╭─ TEXT SHOWN

The Internet and mobile channels will one day overtake the traditional physical payments medium. Indeed, commentators already like to say that the "digital economy" is simply the economy. Therefore, let us stop struggling with stopgap Internet security measures, and let us stop pretending that PCI-DSS audits will stop organised crime stealing card numbers by the million. Instead, we should kill two birds with one stone, and use chip technology to secure both Card Present and CNP transactions, to deliver the same high standards of usability and security in all channels.
Until we render stolen card data useless to criminals, the Return on Investment will remain high for even very sophisticated attacks (or simply bribing insiders), and spectacular data breaches like Target's will continue.
The Australian Payments Clearing Association (APCA) releases card fraud statistics every six months for the preceding 12m period. Lockstep monitors these figures and plots the trend data. The latest stats were released this week, for FY 2012.
Here's the latest picture of Australian payment card fraud growth over the past seven financial years FY2006-12.
Compared with FY2011:
- Total card fraud is up 25%
- CNP fraud is up 27%
- CNP fraud represents three quarters (72%) of all card fraud.
- Card Not Present fraud as a proportion of all fraud remains at just under three quarters (72%).
As with the CY2011 stats we discussed last July, card fraud has again grown in all categories at once, not just Card Not Present, and this is unusual. The explanation may be a burst of skimming and counterfeiting in late 2011 which would be reflected in both the FY2012 and CY2011 numbers.

╰─
╭─ DATASET RECORDS

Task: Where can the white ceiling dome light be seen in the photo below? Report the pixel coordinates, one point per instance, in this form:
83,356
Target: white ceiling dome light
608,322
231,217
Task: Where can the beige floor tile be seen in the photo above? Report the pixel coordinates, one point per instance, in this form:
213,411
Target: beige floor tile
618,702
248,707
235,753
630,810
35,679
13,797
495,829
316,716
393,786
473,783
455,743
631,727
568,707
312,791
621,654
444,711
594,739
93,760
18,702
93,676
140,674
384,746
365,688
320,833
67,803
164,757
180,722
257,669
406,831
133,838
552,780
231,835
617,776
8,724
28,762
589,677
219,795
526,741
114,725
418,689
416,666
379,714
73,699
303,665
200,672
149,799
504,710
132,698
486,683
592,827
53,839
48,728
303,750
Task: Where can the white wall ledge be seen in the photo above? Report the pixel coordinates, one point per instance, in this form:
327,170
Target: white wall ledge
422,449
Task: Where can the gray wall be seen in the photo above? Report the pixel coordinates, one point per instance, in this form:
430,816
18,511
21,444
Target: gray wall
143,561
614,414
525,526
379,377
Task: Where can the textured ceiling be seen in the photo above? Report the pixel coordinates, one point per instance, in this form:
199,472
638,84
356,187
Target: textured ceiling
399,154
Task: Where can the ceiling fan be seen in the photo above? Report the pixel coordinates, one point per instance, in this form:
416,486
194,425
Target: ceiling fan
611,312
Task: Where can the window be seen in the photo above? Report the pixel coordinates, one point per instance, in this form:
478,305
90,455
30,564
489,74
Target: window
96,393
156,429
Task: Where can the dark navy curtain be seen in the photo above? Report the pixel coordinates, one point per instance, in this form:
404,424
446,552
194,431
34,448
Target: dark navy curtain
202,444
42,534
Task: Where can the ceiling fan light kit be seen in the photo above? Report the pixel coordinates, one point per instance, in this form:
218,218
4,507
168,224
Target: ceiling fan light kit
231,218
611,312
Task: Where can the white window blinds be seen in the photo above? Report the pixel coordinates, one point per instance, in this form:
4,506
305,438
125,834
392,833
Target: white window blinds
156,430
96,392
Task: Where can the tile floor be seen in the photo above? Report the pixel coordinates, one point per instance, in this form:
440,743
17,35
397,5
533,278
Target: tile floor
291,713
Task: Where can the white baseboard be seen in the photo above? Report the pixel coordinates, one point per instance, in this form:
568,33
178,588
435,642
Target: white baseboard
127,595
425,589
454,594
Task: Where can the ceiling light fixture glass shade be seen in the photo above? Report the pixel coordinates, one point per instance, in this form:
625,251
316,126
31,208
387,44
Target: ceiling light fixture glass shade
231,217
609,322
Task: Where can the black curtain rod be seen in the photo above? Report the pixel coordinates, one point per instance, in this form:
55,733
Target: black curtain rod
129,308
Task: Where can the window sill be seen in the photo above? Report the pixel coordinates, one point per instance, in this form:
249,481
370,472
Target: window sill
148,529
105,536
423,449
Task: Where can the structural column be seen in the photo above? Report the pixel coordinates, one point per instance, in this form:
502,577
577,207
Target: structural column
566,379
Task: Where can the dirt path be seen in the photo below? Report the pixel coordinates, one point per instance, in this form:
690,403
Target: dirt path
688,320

╰─
╭─ DATASET RECORDS

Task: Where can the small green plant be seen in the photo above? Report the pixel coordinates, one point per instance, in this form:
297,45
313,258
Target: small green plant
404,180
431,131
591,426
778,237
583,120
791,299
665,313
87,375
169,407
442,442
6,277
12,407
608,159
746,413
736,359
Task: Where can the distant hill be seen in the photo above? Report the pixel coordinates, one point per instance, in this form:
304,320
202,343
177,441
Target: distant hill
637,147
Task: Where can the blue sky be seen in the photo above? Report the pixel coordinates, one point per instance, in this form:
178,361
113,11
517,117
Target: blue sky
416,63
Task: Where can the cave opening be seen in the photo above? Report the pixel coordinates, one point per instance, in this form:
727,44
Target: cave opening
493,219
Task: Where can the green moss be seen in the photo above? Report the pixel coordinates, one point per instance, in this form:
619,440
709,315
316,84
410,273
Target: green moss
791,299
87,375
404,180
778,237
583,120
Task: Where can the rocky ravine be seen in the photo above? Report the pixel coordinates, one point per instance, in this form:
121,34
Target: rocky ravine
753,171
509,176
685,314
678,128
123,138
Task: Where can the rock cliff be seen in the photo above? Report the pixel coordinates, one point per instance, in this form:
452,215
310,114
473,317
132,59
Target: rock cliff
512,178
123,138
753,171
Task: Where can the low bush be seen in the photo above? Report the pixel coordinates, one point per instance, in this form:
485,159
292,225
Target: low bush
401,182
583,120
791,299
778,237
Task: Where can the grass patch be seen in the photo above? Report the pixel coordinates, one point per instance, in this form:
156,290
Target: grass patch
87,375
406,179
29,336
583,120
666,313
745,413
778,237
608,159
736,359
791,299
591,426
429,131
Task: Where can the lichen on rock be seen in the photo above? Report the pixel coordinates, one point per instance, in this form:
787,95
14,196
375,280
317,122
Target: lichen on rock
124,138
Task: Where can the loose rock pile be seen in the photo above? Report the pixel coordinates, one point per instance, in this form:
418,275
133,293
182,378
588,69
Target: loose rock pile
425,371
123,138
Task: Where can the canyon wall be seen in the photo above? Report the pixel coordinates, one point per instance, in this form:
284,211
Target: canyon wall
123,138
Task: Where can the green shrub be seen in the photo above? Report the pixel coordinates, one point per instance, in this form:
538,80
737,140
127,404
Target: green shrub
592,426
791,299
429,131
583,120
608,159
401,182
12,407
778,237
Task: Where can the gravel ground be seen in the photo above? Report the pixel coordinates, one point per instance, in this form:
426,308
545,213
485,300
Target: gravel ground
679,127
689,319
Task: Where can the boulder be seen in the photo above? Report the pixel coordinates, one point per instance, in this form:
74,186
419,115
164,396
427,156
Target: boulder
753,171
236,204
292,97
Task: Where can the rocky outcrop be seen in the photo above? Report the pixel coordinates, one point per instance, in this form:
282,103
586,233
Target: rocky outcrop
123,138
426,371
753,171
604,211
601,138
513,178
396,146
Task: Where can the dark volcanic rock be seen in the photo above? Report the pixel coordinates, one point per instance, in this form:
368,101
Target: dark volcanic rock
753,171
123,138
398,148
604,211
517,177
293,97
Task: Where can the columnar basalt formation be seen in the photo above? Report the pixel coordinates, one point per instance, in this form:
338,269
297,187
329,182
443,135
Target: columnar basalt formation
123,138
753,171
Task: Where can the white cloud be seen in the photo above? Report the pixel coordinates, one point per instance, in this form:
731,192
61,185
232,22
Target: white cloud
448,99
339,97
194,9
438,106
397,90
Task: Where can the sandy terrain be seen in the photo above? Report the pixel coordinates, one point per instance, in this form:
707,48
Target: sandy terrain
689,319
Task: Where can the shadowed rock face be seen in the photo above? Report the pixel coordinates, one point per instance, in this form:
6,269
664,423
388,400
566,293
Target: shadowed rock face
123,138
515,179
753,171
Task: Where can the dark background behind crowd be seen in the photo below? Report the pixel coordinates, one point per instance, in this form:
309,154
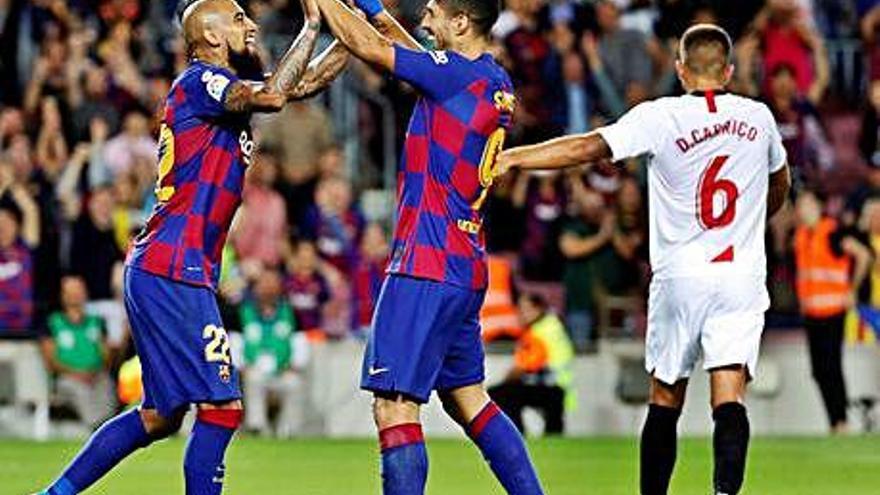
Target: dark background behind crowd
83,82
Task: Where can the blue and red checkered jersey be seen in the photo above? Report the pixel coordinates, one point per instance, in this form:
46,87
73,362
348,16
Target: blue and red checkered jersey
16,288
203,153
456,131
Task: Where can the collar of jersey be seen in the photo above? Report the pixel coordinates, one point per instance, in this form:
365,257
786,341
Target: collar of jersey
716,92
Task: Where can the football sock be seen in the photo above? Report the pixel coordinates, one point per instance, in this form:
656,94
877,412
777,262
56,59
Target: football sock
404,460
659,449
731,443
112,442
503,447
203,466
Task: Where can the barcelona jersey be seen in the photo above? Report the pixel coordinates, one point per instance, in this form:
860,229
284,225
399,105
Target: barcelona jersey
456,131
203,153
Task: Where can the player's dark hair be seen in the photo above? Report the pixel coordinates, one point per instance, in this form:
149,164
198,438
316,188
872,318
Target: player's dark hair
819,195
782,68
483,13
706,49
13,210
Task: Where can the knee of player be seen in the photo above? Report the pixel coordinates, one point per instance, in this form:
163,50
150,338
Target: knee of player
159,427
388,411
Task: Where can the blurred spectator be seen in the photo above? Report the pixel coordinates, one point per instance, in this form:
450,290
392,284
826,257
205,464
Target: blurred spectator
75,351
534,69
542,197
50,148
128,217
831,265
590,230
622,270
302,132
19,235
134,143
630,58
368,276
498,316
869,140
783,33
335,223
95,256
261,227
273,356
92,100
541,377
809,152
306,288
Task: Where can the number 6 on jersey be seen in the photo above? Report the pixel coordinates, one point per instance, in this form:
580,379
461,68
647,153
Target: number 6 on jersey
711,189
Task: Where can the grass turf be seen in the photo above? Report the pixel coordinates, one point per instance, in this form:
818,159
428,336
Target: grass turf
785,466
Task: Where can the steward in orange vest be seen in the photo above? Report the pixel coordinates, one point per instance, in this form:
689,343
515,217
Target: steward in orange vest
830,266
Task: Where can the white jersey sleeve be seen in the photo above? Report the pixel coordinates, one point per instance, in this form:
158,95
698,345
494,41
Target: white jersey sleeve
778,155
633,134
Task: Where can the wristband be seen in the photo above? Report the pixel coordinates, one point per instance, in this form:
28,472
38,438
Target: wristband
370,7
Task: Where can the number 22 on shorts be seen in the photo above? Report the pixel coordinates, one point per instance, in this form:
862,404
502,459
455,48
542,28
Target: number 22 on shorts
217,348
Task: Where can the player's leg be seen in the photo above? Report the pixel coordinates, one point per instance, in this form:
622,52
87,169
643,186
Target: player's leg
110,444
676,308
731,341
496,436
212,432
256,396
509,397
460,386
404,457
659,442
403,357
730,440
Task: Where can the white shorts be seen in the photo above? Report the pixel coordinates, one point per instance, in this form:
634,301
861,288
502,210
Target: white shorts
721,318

╰─
╭─ DATASET RECORDS

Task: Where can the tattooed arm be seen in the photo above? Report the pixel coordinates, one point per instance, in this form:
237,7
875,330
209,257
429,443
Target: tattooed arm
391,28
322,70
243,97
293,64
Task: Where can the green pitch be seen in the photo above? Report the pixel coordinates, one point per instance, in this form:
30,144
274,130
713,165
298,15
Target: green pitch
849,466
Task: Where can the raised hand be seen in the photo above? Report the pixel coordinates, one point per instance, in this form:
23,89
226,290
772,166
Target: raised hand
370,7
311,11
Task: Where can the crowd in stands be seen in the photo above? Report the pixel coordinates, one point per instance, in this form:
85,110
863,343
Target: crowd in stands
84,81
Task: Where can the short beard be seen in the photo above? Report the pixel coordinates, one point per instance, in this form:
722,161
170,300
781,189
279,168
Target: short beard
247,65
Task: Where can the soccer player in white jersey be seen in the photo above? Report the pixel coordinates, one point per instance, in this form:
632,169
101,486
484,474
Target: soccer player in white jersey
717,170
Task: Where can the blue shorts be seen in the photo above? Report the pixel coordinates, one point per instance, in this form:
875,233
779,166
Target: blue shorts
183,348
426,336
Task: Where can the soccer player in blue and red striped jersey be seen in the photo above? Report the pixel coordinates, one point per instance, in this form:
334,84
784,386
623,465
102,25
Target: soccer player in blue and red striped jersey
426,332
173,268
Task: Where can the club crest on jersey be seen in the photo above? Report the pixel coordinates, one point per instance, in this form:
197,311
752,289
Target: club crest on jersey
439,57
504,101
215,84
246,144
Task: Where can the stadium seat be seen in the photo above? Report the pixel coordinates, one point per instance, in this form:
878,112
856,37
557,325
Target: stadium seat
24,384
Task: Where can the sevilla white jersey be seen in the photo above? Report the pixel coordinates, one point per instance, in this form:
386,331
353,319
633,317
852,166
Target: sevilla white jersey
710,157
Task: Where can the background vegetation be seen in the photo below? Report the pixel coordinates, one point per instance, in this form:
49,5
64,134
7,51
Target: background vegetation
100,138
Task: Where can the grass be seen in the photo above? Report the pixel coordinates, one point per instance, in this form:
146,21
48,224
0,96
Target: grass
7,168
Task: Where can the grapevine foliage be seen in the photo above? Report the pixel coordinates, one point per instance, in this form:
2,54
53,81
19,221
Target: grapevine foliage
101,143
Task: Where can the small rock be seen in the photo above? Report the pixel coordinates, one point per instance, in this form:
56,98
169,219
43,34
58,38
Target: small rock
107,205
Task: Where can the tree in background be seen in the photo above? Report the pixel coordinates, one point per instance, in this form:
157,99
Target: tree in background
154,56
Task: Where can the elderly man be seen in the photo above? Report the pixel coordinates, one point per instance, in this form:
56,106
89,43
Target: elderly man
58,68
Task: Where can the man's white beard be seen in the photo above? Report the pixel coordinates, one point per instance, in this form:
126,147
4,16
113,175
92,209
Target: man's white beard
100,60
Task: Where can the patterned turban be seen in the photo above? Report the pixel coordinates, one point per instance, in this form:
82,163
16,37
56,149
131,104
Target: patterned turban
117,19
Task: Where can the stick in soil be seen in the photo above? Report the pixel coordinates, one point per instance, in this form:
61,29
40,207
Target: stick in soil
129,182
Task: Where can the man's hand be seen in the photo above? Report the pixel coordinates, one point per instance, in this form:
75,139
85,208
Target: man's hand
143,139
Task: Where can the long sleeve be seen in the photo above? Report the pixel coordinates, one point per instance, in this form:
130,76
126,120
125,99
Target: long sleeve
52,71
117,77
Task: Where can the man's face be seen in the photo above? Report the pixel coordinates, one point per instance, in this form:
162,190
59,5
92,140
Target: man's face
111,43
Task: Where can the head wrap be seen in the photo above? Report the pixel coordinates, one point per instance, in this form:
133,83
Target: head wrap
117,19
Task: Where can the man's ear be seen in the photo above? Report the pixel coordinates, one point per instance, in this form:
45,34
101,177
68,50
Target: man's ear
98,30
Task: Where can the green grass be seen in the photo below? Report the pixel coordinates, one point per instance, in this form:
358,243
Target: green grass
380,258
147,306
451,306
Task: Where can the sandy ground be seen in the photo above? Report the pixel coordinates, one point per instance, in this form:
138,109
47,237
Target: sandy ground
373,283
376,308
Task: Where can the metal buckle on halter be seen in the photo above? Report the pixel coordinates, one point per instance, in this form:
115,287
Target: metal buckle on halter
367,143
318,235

╰─

# REQUIRED ACTION 1
According to the text on card fraud, how often does the Australian Payments Clearing Association release card fraud statistics?
# REQUIRED ACTION 2
Repeat the text on card fraud word for word, starting with "The Australian Payments" and going on through "three quarters (72%).".

# OUTPUT 1
Every six months, covering the preceding 12-month period.

# OUTPUT 2
The Australian Payments Clearing Association (APCA) releases card fraud statistics every six months for the preceding 12m period. Lockstep monitors these figures and plots the trend data. The latest stats were released this week, for FY 2012.
Here's the latest picture of Australian payment card fraud growth over the past seven financial years FY2006-12.
Compared with FY2011:
- Total card fraud is up 25%
- CNP fraud is up 27%
- CNP fraud represents three quarters (72%) of all card fraud.
- Card Not Present fraud as a proportion of all fraud remains at just under three quarters (72%).